* START LISTED ENTRIES *

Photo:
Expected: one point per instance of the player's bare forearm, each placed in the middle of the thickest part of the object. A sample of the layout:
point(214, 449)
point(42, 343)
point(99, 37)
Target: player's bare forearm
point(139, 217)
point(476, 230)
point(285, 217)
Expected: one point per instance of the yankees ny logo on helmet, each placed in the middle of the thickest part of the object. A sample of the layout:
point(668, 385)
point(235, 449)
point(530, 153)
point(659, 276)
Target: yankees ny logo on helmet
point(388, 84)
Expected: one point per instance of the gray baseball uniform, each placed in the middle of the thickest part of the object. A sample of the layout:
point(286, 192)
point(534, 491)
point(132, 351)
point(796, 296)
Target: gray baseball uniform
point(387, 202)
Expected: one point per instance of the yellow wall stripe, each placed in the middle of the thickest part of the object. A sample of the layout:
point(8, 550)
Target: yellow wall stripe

* END LISTED ENTRIES *

[GIVEN PROBLEM]:
Copy out every one of the lines above word for word, with nothing changed, added, or left out.

[ANSWER IN FULL]:
Photo:
Expected: one point per instance of the player's bare forearm, each placed in the middle of the thickest part of the object. A sample of the layout:
point(214, 449)
point(42, 343)
point(99, 37)
Target: player's bare forearm
point(139, 217)
point(476, 230)
point(285, 217)
Expected: one point per instance of the yankees ny logo on helmet, each placed in the middle of the thickest part of the object. A sample of the layout:
point(668, 385)
point(235, 449)
point(530, 153)
point(659, 276)
Target: yankees ny logo on helmet
point(388, 84)
Expected: one point per instance of the gray baseball uniform, each placed in the middle of the thickest part of the object. A sample of the layout:
point(286, 192)
point(534, 491)
point(132, 351)
point(796, 296)
Target: gray baseball uniform
point(387, 202)
Expected: one point per instance of the yellow wall stripe, each placed in the middle of the thickest part of the object. A sample of the layout:
point(8, 550)
Target: yellow wall stripe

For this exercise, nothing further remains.